The records —
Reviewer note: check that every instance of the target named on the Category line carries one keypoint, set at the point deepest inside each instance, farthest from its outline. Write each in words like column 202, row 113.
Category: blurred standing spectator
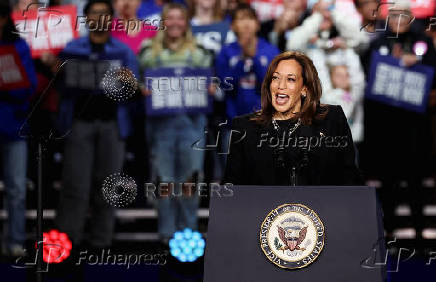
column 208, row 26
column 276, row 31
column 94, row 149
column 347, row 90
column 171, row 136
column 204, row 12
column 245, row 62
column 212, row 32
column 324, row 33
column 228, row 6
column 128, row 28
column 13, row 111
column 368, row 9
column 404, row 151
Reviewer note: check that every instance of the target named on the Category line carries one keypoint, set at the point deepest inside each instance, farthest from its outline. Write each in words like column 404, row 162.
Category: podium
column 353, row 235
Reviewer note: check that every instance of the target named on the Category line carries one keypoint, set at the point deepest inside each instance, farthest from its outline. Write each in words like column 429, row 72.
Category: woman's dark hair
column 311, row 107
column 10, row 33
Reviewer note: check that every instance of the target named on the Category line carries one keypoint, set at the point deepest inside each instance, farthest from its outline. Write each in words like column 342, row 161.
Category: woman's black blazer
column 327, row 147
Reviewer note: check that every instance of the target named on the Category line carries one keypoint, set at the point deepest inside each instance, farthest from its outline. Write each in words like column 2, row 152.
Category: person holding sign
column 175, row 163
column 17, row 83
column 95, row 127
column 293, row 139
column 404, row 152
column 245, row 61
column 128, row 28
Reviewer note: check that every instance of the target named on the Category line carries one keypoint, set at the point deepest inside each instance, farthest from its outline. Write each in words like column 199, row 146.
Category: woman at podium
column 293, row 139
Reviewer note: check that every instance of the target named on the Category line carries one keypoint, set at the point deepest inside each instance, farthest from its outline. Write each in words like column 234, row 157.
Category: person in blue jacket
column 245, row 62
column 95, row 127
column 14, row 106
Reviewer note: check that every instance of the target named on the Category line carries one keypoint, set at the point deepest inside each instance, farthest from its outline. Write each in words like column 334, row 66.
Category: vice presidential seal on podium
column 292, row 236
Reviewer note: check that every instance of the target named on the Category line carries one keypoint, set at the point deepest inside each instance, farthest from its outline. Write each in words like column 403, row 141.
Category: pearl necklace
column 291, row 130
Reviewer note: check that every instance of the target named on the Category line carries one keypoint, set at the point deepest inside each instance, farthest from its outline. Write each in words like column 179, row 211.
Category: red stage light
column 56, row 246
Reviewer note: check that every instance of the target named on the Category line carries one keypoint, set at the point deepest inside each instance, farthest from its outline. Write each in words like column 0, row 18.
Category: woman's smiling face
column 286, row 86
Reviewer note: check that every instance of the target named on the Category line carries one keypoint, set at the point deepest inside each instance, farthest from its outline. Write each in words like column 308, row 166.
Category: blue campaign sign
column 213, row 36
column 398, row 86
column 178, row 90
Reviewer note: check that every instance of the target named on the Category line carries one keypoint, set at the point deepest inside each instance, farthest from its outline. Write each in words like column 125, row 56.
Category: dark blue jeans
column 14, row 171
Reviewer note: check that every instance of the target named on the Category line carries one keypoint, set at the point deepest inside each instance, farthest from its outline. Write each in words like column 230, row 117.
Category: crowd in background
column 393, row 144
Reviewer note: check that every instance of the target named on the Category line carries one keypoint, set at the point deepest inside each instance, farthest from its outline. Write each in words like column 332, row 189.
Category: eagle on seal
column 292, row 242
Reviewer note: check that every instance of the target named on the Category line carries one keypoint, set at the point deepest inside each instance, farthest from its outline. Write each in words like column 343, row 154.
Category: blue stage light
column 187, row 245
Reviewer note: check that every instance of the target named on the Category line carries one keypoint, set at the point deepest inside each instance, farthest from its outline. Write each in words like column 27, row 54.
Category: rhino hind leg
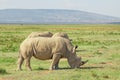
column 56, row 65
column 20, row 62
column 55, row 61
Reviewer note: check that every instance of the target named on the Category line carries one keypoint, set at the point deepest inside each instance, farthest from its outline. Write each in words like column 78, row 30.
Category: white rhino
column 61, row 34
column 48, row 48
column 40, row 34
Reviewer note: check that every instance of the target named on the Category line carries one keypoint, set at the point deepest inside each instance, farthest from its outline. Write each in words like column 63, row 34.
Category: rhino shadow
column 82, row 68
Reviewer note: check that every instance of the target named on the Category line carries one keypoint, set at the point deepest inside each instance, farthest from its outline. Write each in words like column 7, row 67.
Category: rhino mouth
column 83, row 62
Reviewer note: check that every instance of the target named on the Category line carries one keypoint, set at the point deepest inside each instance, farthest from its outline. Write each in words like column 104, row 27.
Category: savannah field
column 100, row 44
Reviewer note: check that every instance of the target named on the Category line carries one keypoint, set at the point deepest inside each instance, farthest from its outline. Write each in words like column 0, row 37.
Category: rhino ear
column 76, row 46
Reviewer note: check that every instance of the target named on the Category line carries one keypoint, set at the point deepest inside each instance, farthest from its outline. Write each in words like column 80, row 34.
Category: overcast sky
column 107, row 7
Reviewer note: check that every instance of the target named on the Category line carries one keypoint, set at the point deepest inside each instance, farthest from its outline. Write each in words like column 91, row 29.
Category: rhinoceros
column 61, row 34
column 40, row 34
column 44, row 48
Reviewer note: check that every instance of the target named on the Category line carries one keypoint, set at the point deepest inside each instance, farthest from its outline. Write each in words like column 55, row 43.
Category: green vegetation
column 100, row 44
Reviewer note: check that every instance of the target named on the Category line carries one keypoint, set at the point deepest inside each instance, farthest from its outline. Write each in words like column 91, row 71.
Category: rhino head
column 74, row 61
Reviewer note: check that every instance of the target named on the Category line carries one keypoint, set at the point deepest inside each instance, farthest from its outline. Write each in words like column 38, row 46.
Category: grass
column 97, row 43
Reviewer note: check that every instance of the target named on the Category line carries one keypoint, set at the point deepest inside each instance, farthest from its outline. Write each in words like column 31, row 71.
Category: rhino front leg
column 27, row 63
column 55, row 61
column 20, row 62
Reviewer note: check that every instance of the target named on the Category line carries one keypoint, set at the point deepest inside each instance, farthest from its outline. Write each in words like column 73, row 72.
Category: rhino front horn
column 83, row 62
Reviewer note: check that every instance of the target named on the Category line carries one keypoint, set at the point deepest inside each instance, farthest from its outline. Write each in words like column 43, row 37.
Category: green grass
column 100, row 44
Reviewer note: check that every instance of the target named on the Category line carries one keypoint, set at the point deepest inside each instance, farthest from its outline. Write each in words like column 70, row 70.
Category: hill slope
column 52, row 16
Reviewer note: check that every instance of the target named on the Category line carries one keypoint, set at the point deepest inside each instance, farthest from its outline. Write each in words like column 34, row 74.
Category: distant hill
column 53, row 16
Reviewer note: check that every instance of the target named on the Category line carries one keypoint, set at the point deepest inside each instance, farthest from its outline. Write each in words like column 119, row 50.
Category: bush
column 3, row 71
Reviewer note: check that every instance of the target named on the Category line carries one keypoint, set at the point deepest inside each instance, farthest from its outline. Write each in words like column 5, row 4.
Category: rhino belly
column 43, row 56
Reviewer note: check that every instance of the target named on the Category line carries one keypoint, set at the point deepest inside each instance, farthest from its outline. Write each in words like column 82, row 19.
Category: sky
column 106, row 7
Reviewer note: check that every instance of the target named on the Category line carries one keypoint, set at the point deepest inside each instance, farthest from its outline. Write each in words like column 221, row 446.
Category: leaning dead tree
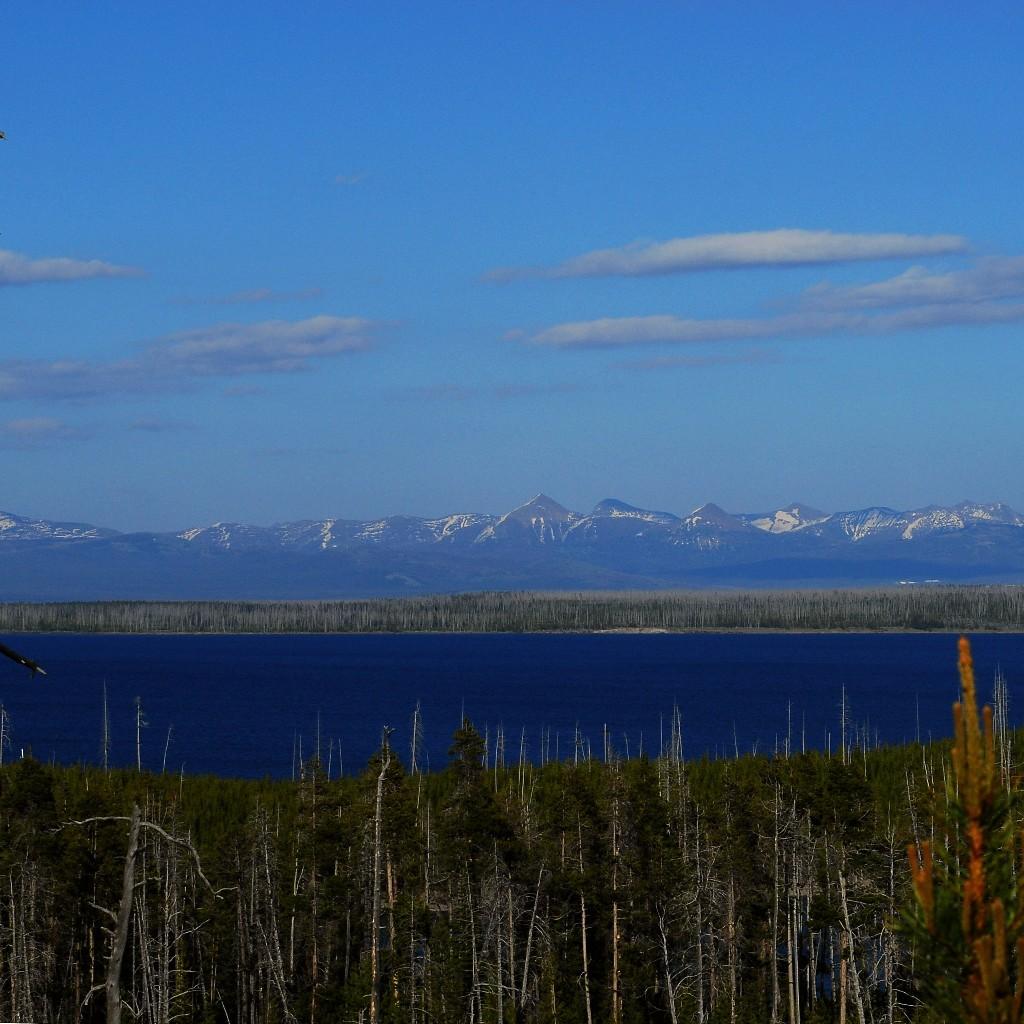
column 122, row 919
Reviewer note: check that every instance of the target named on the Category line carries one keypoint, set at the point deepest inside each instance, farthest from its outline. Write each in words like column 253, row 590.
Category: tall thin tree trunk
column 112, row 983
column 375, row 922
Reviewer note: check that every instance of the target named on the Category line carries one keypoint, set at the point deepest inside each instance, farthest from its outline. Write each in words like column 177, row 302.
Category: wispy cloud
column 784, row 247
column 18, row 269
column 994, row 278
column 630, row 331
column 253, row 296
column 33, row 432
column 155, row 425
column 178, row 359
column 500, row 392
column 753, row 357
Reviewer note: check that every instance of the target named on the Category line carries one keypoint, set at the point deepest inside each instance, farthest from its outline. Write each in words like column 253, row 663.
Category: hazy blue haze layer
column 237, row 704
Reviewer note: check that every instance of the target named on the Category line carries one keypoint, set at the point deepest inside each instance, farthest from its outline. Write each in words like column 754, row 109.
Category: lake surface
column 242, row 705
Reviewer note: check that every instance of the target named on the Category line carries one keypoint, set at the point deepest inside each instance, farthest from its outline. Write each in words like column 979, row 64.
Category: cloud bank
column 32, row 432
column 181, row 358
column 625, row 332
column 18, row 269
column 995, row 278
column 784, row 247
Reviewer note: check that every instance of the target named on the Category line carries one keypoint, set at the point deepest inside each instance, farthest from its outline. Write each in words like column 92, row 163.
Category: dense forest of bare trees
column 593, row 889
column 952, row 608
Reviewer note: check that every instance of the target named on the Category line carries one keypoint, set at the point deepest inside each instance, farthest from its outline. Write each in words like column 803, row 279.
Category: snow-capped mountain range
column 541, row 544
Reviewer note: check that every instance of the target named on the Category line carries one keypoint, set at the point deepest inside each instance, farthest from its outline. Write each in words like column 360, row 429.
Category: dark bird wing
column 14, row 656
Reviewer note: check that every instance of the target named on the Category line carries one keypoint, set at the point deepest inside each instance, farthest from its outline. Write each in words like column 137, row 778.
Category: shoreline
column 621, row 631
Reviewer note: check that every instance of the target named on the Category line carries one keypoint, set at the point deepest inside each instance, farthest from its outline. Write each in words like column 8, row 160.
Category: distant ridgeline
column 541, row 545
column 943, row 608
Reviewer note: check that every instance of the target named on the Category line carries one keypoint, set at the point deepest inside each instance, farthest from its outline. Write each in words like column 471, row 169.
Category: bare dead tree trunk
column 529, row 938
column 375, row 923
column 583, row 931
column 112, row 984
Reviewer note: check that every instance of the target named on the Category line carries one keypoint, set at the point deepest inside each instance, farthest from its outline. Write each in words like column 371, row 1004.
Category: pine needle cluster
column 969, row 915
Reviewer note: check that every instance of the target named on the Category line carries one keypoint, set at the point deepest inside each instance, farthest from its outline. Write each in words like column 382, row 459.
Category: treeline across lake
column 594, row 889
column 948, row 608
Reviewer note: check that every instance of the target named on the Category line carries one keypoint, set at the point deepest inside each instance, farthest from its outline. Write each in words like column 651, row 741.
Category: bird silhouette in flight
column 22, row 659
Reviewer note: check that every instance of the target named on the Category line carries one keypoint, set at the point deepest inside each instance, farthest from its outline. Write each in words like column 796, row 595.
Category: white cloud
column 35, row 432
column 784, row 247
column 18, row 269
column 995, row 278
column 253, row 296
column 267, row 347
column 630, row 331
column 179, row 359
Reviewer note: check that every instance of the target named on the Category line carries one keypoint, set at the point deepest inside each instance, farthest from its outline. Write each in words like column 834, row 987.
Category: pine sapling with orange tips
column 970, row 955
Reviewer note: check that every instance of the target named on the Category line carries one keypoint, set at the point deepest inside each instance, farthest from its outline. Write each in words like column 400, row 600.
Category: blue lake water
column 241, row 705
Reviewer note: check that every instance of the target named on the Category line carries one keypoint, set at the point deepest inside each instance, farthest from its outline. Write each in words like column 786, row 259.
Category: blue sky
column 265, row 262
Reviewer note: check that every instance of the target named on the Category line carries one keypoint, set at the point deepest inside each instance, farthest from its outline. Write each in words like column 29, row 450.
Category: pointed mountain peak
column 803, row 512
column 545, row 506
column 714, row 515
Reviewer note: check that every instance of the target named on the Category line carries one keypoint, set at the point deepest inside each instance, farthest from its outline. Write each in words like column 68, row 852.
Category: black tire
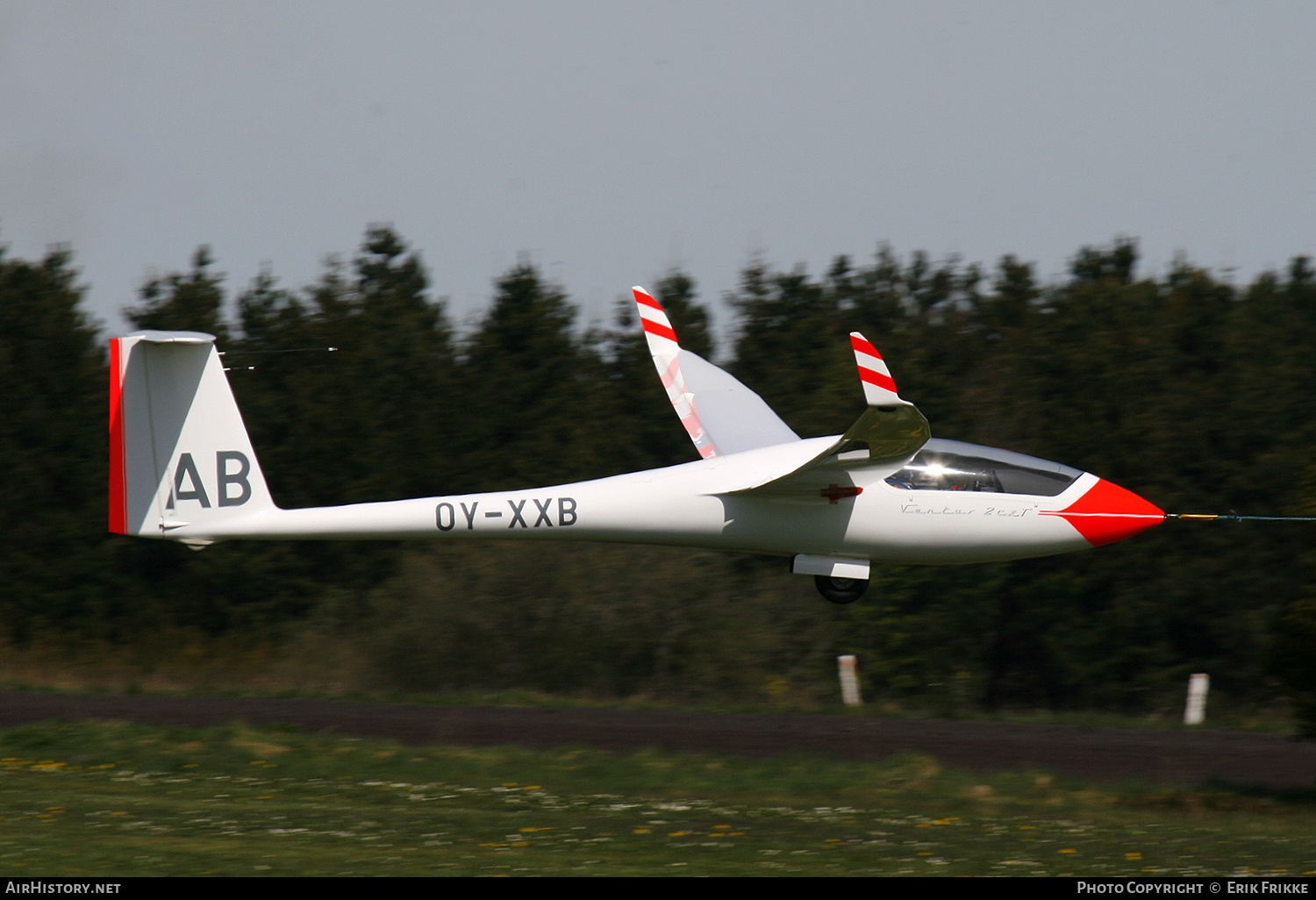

The task —
Can you copy out verbatim everything above from the line containing "column 0, row 37." down to the line containing "column 76, row 46", with both of those lines included?

Problem solution —
Reviewer note: check that every instance of the target named on the Category line carries one keypoint, set at the point deepest inside each instance, farthest from its outline. Write each in words like column 0, row 37.
Category: rhino ear
column 76, row 46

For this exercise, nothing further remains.